* Written task
Collect every line of the material below that contains the string "spaces", and copy each of those lines in full.

* Dataset
* * *

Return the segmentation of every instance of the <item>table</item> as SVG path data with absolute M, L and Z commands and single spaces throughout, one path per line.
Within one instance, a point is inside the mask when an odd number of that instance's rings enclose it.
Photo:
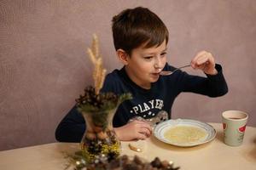
M 142 144 L 143 152 L 131 150 L 128 144 L 122 142 L 122 153 L 138 155 L 152 161 L 155 156 L 161 160 L 173 161 L 181 170 L 256 170 L 256 128 L 247 127 L 242 145 L 232 147 L 223 143 L 220 123 L 209 123 L 217 131 L 215 139 L 202 145 L 181 148 L 150 139 L 131 142 Z M 63 170 L 67 160 L 63 151 L 77 150 L 79 144 L 53 143 L 37 146 L 0 151 L 0 169 Z

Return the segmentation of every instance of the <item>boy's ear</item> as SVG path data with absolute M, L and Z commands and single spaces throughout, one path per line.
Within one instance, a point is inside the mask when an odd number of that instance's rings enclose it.
M 124 65 L 128 65 L 128 58 L 129 55 L 126 54 L 126 52 L 123 49 L 118 49 L 116 51 L 116 54 L 118 55 L 118 58 Z

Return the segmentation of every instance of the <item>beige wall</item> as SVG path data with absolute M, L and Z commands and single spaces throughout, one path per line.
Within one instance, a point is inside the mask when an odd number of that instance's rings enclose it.
M 256 126 L 254 0 L 0 1 L 0 150 L 55 141 L 56 125 L 92 82 L 85 52 L 92 33 L 100 37 L 108 71 L 120 68 L 110 20 L 136 6 L 166 24 L 170 63 L 187 64 L 206 49 L 224 66 L 229 94 L 181 94 L 173 117 L 220 122 L 222 111 L 241 110 Z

* * *

* Output for this exercise
Return the segmentation of every instance of the <item>table</item> as SVG path data with absolute M, L and Z commands and single spaces throughout, one path per line.
Return the segmentation of every instance of the <item>boy's ear</item> as SVG path data with absolute M, L and Z commands and single spaces throughout, one path per line.
Return the segmentation of every instance of the <item>beige wall</item> as SVG path data with absolute M, L and Z commands and single spaces throughout, one path per line.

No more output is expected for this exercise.